We further strengthened Primed Sherlock by selecting two crRNA targets within each amplicon, considering the impact of seed region and minor distal mismatches. By relying on a multiplexed approach, we greatly reduce the impact of a PAM site mutation, seed region mismatch or minor distal sequence mismatch [29]. Multiplexed approaches also reduce the need for template amplification, with larger arrays of crRNA targets diminishing the need for template amplification entirely [30]. After determining the most efficient path for crRNA design, we elected to not automate any modifications to the 3’ or 5’ ends of the identified crRNA targets, given the current debate on the effectiveness of such modifications [31, 32].
The prevention of off-target induced false positives was a major consideration during the design process. In CRISPR-Cas diagnostic assays that involve sample amplification, two factors limit the potential for off-target induced enzymatic activity. The diligent design of primers to minimize off-target amplification and the specificity of crRNAs for target sequences. For example, in assays where RPA is combined with CRISPR-Cas, either an off-target amplicon or an off-target dsDNA sequence independently wouldn’t necessarily lead to a false positive detection. However, in a multiplexed approach false positive detection in the absence of any template amplification has been documented [30]. In our opinion, combining both primer and crRNA specificity, is the best approach to reducing potential false positives. By performing off-target analysis of crRNA sequences, we can control for user-provided primer design independent of off-target enzyme activation. Further, the shift to diagnostic assays directly from sample without amplification is highly debated [33,34,35]. By maintaining this redundancy in our analysis, users should be able to adapt the toolset for CRISPR-Cas assays independent of sample amplification and account for the risks associated with multiplexed crRNA approaches.
An advantage of providing the original source code for PrimedSherlock is that it is modifiable as new evidence comes to light. For example, diverse nucleic acid targets may form secondary and tertiary structures, which themselves may affect the enzymatic properties of CRISPR-Cas12. Mutations in Cas12 may also alter the ability of the enzyme to interact with targeted dsDNA sequences. As more studies regarding the parameters that guide crRNA target acquisition and complexed enzyme activation are conducted, PrimedSherlock can be updated to further improve outcomes.
In validating PrimedSherlock, we focused our efforts on diverse mosquito-borne viruses of medical concern. Our examples were selected as a proof of principle demonstration that given a wide assortment of strains the tool could identify conserved regions enabling highly specific CRISPR-Cas detection assays. One strength of the toolset is that users may readily determine their own diagnostic goals. On one hand, target sequences can be narrowly selected to limit coverage to the most important circulating strains or newly disseminating strains. An example could be targeting strains of ZIKV linked to microcephaly by focusing input datasets [36]. Conversely, coverage can be maximized to all available genomes sequences for a particular pathogen of interest more generally.

▶ [Activities]:
1. Reproduce word for word the stretch of the PrimedSherlock passage from "An advantage of" through "further improve outcomes.".
2. Answer these questions from the PrimedSherlock passage.
(a) How many crRNA targets were selected within each amplicon?
(b) What viruses were the focus when PrimedSherlock was validated?
(c) Secondary and tertiary structures of nucleic acid targets may affect the enzymatic properties of which enzyme?
3. Decide whether each statement agrees with the PrimedSherlock passage, and quote the words that settle it.
(a) The authors automated modifications to the 3’ or 5’ ends of the identified crRNA targets.
(b) The original source code for PrimedSherlock is provided.
(c) Larger arrays of crRNA targets can remove the need for template amplification entirely.
The data after this point have nothing to do with the PrimedSherlock passage.

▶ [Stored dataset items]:
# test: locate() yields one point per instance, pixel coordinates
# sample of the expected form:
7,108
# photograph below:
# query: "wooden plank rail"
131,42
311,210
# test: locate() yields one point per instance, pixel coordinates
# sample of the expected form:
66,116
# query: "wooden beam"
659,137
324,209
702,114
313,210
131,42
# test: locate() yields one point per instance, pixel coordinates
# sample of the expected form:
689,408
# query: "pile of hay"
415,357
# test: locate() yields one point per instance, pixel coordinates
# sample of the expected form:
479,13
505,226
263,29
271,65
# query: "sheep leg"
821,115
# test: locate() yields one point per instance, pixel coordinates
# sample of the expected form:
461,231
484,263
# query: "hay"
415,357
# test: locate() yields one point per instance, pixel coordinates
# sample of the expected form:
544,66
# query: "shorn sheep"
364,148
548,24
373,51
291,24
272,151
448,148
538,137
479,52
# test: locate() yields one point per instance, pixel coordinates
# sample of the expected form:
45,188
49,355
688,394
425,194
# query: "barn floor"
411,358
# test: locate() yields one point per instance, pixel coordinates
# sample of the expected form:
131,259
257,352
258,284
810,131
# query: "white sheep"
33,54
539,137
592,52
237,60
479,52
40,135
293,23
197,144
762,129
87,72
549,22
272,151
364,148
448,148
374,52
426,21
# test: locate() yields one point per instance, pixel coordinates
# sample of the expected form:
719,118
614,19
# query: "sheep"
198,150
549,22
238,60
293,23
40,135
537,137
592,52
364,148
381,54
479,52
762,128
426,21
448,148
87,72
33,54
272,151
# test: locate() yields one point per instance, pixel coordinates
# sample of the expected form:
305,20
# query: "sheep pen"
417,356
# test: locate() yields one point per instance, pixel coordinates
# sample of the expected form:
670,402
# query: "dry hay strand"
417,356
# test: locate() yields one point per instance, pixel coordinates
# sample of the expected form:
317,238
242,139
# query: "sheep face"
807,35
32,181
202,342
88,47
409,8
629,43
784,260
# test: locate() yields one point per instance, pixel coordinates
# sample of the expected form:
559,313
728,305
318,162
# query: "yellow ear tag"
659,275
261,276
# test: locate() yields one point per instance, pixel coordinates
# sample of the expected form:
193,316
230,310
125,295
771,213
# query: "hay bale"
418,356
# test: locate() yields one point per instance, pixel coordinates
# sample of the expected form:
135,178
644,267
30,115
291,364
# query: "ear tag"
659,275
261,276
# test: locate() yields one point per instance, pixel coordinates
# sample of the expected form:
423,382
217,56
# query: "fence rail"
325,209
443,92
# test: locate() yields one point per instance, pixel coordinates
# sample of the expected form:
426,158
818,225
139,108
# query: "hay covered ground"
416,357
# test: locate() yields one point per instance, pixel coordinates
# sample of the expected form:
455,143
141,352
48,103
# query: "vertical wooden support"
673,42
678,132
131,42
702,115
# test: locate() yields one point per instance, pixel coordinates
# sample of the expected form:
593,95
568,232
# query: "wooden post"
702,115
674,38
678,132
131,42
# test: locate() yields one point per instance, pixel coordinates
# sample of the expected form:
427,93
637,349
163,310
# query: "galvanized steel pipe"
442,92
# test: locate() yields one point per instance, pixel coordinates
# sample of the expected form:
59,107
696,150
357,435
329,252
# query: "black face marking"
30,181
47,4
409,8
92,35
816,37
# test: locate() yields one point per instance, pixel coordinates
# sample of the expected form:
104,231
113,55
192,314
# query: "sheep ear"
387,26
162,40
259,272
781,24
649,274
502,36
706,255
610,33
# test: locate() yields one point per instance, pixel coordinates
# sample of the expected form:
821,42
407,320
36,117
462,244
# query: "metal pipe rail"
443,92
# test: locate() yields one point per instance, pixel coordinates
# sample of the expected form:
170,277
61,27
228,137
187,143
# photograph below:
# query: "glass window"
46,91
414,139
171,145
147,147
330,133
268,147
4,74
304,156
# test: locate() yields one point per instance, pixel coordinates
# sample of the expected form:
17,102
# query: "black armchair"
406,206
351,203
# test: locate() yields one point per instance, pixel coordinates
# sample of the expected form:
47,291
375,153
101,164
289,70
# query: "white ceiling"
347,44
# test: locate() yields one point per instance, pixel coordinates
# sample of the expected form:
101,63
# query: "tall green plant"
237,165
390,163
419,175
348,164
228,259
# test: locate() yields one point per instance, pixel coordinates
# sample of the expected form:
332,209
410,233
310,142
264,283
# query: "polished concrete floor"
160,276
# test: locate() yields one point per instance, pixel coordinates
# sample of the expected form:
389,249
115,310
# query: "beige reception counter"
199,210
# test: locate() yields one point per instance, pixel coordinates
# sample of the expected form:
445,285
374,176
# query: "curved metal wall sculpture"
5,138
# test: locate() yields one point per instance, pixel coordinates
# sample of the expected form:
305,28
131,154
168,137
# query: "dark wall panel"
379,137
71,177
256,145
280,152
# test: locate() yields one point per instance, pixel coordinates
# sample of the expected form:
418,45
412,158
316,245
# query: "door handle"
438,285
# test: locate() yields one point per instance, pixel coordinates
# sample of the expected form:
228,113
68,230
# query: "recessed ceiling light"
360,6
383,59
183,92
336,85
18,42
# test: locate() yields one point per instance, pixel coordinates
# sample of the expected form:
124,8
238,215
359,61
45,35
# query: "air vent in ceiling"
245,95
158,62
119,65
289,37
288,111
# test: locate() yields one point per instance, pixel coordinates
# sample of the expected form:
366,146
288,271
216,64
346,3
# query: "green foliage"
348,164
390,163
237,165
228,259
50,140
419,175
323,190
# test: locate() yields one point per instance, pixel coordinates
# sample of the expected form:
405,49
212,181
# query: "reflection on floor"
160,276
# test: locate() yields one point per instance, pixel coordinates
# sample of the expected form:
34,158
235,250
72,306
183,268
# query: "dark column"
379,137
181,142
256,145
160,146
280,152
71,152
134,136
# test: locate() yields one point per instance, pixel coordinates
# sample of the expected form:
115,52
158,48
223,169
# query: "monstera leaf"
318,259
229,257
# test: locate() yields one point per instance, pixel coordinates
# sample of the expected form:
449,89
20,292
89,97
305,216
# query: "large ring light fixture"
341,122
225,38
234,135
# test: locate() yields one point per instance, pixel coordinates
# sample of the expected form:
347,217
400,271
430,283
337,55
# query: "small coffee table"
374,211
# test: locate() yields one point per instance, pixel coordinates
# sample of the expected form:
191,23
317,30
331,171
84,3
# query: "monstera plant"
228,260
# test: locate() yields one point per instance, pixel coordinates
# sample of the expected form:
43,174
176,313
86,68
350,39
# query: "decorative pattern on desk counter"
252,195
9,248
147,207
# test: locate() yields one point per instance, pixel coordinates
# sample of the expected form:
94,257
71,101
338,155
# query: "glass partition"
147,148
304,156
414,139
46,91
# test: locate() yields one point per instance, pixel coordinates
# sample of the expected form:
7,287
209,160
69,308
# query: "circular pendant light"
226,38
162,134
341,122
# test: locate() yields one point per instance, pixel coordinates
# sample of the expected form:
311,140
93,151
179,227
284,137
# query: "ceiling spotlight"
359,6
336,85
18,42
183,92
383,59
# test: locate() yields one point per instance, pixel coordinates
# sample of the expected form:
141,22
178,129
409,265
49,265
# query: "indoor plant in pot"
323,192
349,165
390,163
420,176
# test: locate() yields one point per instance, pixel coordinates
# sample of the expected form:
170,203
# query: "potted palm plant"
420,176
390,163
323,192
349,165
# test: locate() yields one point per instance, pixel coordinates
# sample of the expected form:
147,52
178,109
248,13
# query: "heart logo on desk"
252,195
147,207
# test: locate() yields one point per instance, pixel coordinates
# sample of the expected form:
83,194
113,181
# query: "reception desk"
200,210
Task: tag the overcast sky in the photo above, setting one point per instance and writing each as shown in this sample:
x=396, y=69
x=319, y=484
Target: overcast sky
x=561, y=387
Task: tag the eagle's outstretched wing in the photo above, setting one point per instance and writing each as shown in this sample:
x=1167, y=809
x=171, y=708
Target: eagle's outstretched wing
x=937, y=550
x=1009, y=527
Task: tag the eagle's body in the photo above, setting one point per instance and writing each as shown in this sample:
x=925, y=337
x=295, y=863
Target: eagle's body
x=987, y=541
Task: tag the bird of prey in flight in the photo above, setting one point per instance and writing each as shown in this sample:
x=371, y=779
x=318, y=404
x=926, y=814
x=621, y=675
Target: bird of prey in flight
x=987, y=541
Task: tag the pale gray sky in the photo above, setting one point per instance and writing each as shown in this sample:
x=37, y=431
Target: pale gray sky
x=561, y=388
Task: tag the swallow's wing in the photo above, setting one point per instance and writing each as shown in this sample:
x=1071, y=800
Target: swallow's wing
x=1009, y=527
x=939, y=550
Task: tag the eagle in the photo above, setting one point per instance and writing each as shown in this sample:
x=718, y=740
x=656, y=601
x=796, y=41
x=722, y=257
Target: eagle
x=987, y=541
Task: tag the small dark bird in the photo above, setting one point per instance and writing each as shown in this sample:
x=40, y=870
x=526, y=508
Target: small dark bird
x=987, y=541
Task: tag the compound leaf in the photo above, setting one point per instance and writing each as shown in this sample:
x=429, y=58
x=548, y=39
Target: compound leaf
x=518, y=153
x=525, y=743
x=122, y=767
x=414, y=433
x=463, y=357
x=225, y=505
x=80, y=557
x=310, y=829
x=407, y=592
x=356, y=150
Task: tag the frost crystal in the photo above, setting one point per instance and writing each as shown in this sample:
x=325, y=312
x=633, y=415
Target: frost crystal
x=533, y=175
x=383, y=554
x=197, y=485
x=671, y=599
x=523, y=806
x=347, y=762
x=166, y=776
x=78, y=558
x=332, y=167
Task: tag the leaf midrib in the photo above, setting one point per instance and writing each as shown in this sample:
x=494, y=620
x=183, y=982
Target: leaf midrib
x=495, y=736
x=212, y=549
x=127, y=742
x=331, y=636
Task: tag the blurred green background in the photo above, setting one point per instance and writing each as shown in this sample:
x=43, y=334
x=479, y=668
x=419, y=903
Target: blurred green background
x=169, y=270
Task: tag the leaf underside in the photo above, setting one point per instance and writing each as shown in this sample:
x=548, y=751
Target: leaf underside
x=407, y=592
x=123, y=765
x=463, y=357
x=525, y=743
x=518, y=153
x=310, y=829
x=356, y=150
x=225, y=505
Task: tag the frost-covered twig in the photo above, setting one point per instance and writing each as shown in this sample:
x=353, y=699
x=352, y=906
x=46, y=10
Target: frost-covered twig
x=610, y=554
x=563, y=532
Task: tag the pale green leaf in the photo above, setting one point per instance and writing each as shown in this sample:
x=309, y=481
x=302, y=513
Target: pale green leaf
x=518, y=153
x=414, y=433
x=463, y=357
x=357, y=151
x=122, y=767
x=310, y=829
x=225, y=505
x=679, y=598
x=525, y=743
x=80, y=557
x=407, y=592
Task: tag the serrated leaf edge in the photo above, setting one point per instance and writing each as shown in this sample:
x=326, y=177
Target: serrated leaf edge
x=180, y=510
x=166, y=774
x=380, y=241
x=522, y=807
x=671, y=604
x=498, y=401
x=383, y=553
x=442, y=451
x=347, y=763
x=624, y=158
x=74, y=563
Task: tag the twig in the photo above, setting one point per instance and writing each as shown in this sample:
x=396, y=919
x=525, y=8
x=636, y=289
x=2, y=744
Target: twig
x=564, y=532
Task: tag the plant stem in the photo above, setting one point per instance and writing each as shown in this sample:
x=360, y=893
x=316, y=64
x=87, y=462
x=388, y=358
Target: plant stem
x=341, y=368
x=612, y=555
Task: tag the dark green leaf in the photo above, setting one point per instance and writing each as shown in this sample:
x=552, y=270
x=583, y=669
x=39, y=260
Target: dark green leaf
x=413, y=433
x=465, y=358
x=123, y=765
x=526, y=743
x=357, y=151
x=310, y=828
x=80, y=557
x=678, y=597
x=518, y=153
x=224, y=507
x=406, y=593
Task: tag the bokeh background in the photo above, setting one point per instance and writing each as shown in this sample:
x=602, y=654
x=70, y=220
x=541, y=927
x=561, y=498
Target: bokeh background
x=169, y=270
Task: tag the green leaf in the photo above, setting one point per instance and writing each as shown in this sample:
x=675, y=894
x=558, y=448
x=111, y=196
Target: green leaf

▶ [Results of the exercise]:
1.
An advantage of providing the original source code for PrimedSherlock is that it is modifiable as new evidence comes to light. For example, diverse nucleic acid targets may form secondary and tertiary structures, which themselves may affect the enzymatic properties of CRISPR-Cas12. Mutations in Cas12 may also alter the ability of the enzyme to interact with targeted dsDNA sequences. As more studies regarding the parameters that guide crRNA target acquisition and complexed enzyme activation are conducted, PrimedSherlock can be updated to further improve outcomes.

2.
(a) Two.
(b) Diverse mosquito-borne viruses of medical concern.
(c) CRISPR-Cas12.

3.
(a) No: "we elected to not automate any modifications to the 3’ or 5’ ends of the identified crRNA targets"
(b) Yes: "An advantage of providing the original source code for PrimedSherlock is that it is modifiable as new evidence comes to light."
(c) Yes: "with larger arrays of crRNA targets diminishing the need for template amplification entirely"